- **Arbeitsanweisungen**:
(A) Fasse den Absatz im Textauszug über Denosumab, der mit „In drei randomisierten verblindeten Phase-III-Studien“ beginnt, als kurze Liste zusammen und behalte dabei seine wesentlichen Fakten bei.
(B) Schreibe den Teil des Textauszugs über Denosumab wortgetreu ab, der mit „Die gemeinsame Auswertung“ beginnt und sich bis einschließlich „werden (Abb. 2).“ fortsetzt.
### Angezeigter Textauszug
Skelettbezogene Komplikationen:

Knochenmetastasen können schwerwiegende, klinisch bedeutsame Konsequenzen, sogenannte skelettbezogene Komplikationen (SRE, sceletal-related events), nach sich ziehen. Dazu gehören Bestrahlung des Knochens, pathologische Frakturen, Rückenmarkkompression und operative Eingriffe am Knochen

Studiendesign und -ergebnisse

In drei randomisierten verblindeten Phase-III-Studien mit insgesamt 5723 Patienten mit Knochenmetastasen wurde Denosumab (120 mg s. c. alle 4 Wochen) mit Zoledronsäure (4 mg i. v. alle vier Wochen) verglichen. Die eine Studie umfasste 2046 Patientinnen mit Mammakarzinom, die andere 1901 Patienten mit Prostatakarzinom, die dritte 1776 Patienten mit anderen soliden Tumoren oder multiplem Myelom. Primärer Studienendpunkt war in allen drei Studien die Zeit bis zum Auftreten der ersten skelettbezogenen Komplikation (Nichtunterlegenheit); die wichtigsten sekundären Endpunkte waren die Zeit bis zum Auftreten der ersten skelettbezogenen Komplikation (Überlegenheit) und die Zeit bis zur ersten und folgenden skelettbezogenen Komplikation (Überlegenheit).

Die gemeinsame Auswertung der drei Studien ergab unter Denosumab (n=2862) mit 27,6 Monaten eine signifikant längere Zeit bis zum Auftreten der ersten skelettbezogenen Komplikation als unter Zoledronsäure (19,4 Monate; n=2861) (p<0,0001; Abb. 1).

Abb. 1. Integrierte Analyse: Zeit bis zum Auftreten der ersten skelettbezogenen Komplikation (SRE) unter Denosumab bzw. Zoledronsäure HR: Hazard-Ratio; KI: Konfidenzintervall

Das Risiko einer ersten und folgenden skelettbezogenen Komplikation verringerte sich mit dem RANKL-Inhibitor um 18%. Die Wirksamkeit von Denosumab war über alle Tumorarten und über alle skelettbezogenen Komplikationen vergleichbar. Auch die Zeit bis zum erstmaligen Auftreten von mittleren bis starken Schmerzen verlängerte sich unter Denosumab (198 versus 143 Tage) und weniger Patienten mussten auf eine stärkere Schmerzmedikation umgestellt werden (Abb. 2).

Abb. 2. Integrierte Analyse: Unter Denosumab mussten weniger Patienten von geringen Analgetika-Dosen (keine Analgetika, nichtnarkotische Analgetika, schwache Analgetika) auf Opioide (≥75 mg orale Morphinäquivalente pro Tag) umgestellt werden [nach Cleeland CS, et al. Ann Oncol 2010;21:8s (Abstract 1248P)] *p<0,05; **p<0,01 (nicht adjustiert für Multiplizität)
######
### Erfasste Daten
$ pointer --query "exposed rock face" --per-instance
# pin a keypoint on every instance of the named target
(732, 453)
######
- **Ergebnisse je Aufgabe**:
(A)
- Drei randomisierte, verblindete Phase-III-Studien mit insgesamt 5723 Patienten mit Knochenmetastasen
- Vergleich von Denosumab (120 mg s. c. alle 4 Wochen) mit Zoledronsäure (4 mg i. v. alle vier Wochen)
- Studienpopulationen: 2046 Patientinnen mit Mammakarzinom, 1901 Patienten mit Prostatakarzinom, 1776 Patienten mit anderen soliden Tumoren oder multiplem Myelom
- Primärer Endpunkt in allen drei Studien: Zeit bis zum Auftreten der ersten skelettbezogenen Komplikation (Nichtunterlegenheit)
- Wichtigste sekundäre Endpunkte: Zeit bis zur ersten skelettbezogenen Komplikation (Überlegenheit) sowie Zeit bis zur ersten und folgenden skelettbezogenen Komplikation (Überlegenheit)

(B)
Die gemeinsame Auswertung der drei Studien ergab unter Denosumab (n=2862) mit 27,6 Monaten eine signifikant längere Zeit bis zum Auftreten der ersten skelettbezogenen Komplikation als unter Zoledronsäure (19,4 Monate; n=2861) (p<0,0001; Abb. 1).

Abb. 1. Integrierte Analyse: Zeit bis zum Auftreten der ersten skelettbezogenen Komplikation (SRE) unter Denosumab bzw. Zoledronsäure HR: Hazard-Ratio; KI: Konfidenzintervall

Das Risiko einer ersten und folgenden skelettbezogenen Komplikation verringerte sich mit dem RANKL-Inhibitor um 18%. Die Wirksamkeit von Denosumab war über alle Tumorarten und über alle skelettbezogenen Komplikationen vergleichbar. Auch die Zeit bis zum erstmaligen Auftreten von mittleren bis starken Schmerzen verlängerte sich unter Denosumab (198 versus 143 Tage) und weniger Patienten mussten auf eine stärkere Schmerzmedikation umgestellt werden (Abb. 2).